---------- Input data ----------
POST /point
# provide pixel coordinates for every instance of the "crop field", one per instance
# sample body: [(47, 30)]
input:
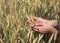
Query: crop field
[(13, 20)]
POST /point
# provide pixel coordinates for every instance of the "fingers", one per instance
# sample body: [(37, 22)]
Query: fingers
[(37, 19)]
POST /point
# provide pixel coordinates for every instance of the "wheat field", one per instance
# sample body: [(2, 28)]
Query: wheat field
[(13, 20)]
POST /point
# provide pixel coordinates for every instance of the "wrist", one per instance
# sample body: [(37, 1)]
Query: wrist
[(53, 22)]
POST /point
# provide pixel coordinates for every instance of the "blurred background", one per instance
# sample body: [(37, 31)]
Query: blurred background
[(13, 20)]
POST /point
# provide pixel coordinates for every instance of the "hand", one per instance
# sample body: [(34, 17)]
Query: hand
[(41, 25)]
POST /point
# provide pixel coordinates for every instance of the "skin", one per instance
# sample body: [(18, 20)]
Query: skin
[(41, 25)]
----------
Problem statement: Please find every line in the records above that holds the word "body" and copy it.

Result:
# sample body: [(47, 30)]
# sample body: [(37, 22)]
# sample body: [(2, 28)]
# sample body: [(37, 1)]
# sample body: [(37, 31)]
# sample body: [(34, 17)]
# sample body: [(18, 20)]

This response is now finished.